Your task: For these records, count the lines containing the word "below" and respond with the number alone.

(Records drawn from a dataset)
*** Begin section ***

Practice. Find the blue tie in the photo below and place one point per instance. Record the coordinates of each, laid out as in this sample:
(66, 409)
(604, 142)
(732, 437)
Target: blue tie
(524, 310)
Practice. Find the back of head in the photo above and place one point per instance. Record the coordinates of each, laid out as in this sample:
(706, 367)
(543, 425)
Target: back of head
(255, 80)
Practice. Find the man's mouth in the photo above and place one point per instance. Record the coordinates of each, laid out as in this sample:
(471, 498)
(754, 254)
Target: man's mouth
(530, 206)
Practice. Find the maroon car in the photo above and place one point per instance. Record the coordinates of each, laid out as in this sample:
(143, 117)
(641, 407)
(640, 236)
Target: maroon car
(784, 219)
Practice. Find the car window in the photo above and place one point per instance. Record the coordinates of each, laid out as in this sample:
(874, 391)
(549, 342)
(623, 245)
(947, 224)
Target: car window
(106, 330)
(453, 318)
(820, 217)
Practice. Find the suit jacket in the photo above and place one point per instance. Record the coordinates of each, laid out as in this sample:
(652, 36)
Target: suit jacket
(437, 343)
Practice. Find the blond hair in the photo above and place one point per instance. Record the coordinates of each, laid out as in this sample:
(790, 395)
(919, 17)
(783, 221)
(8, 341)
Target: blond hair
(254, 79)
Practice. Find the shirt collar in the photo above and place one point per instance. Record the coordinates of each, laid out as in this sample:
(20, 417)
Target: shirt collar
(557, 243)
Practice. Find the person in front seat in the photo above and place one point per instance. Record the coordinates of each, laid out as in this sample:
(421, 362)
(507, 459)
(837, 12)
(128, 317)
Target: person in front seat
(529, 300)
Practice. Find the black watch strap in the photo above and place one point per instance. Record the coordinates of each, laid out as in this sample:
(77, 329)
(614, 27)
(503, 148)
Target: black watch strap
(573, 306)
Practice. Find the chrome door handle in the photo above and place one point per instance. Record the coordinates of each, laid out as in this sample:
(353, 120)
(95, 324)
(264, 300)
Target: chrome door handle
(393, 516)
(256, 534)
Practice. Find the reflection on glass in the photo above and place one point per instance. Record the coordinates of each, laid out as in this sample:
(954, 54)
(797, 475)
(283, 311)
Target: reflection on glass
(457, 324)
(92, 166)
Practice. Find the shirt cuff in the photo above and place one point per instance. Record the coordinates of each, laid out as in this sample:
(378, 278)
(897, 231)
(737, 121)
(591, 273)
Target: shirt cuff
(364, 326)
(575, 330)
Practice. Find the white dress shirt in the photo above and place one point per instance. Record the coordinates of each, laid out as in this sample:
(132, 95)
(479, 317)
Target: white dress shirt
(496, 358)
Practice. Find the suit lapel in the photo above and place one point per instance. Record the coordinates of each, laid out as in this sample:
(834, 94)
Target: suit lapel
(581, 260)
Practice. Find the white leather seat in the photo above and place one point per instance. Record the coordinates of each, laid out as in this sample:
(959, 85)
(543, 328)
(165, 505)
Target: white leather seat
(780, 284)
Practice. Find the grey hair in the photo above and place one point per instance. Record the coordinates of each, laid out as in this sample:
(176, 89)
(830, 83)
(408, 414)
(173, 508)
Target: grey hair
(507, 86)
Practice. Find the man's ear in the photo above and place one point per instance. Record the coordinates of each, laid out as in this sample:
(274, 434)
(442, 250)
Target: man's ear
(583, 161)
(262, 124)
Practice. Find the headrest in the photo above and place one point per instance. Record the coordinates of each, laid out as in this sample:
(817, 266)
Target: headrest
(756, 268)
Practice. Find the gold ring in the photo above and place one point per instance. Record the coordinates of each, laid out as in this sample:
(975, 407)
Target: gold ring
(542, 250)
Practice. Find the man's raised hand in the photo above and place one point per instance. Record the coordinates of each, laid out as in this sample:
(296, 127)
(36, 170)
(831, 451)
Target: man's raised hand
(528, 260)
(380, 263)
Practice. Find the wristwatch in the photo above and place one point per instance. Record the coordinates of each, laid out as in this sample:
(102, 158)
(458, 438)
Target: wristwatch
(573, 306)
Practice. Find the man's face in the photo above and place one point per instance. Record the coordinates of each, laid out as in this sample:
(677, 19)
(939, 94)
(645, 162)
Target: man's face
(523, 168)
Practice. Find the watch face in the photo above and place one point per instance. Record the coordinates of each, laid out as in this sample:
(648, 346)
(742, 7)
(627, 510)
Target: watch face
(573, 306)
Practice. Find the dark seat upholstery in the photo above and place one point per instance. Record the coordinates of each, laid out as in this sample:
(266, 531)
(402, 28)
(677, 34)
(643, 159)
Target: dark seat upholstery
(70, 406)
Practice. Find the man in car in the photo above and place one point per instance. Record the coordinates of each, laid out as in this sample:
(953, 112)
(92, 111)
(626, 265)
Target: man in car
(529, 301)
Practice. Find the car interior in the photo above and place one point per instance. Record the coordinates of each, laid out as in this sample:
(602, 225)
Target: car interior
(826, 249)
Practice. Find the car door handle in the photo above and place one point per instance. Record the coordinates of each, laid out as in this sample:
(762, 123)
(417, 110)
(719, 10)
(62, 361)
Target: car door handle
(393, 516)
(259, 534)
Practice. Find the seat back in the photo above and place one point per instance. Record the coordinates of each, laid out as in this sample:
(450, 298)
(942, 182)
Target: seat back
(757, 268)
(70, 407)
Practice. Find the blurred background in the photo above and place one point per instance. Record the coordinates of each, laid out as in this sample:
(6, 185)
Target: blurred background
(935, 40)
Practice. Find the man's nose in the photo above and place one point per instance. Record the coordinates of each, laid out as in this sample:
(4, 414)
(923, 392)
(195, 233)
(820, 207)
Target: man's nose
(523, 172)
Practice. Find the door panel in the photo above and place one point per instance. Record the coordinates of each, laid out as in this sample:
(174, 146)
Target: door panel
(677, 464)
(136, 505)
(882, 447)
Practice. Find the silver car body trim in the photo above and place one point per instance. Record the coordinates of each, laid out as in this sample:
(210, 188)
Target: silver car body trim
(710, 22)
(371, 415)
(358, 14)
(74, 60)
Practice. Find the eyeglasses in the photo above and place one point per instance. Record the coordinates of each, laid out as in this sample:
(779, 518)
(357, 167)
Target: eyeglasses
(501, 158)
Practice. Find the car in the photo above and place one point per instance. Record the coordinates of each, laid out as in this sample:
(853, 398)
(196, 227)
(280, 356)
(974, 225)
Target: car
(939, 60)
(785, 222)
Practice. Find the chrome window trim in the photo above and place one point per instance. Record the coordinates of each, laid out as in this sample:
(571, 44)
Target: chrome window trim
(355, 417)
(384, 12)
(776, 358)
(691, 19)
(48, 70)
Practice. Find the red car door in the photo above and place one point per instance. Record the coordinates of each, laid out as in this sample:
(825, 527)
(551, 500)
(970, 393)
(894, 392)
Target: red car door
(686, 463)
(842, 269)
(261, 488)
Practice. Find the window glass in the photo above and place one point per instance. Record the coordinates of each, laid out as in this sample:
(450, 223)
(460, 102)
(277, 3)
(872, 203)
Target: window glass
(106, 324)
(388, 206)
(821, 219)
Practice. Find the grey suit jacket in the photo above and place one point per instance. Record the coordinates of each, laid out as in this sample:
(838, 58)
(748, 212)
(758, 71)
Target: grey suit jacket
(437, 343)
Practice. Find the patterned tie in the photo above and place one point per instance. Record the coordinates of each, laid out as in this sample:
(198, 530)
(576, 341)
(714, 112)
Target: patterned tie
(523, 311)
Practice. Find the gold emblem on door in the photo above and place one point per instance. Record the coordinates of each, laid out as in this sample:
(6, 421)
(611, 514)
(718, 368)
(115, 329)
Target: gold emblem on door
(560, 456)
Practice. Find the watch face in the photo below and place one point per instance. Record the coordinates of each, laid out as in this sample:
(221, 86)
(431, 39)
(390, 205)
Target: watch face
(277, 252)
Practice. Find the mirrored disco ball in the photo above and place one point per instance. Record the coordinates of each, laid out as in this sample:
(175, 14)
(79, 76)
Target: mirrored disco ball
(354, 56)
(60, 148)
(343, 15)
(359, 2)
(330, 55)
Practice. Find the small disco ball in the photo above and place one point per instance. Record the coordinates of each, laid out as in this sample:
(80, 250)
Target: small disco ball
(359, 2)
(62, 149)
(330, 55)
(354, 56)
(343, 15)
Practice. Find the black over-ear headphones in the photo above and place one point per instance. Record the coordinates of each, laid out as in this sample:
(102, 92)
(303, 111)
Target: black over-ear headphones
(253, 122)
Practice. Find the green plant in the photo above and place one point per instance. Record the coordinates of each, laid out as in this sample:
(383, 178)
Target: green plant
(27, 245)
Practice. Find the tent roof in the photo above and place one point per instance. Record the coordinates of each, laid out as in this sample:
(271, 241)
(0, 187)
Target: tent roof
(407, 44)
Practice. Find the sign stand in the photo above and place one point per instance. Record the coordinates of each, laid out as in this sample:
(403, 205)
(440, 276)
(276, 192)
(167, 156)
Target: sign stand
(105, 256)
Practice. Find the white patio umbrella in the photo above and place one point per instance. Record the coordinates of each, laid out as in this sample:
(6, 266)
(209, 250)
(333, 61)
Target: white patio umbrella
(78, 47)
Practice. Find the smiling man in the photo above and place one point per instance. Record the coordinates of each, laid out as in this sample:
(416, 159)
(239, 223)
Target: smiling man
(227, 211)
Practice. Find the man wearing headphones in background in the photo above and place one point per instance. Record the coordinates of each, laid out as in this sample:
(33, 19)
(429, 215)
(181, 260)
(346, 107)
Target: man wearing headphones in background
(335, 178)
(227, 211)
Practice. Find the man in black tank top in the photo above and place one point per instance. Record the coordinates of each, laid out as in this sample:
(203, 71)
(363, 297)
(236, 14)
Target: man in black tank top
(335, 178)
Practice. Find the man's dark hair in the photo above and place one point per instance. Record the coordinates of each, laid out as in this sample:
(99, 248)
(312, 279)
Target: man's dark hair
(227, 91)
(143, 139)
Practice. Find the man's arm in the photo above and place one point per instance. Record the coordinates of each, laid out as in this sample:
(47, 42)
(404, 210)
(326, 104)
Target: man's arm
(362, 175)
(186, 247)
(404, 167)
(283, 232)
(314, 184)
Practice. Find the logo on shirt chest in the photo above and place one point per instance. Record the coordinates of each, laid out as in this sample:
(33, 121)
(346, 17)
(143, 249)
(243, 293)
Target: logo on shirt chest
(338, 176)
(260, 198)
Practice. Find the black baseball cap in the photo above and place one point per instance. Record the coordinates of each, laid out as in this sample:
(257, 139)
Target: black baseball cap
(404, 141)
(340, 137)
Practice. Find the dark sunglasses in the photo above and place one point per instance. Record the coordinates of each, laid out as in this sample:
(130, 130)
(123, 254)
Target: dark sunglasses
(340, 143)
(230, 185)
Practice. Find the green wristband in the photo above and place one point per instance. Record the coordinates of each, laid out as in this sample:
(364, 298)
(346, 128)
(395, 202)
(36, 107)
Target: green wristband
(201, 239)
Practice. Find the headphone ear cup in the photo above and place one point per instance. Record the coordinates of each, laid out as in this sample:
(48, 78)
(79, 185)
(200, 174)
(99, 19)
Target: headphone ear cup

*** End section ***

Task result: 2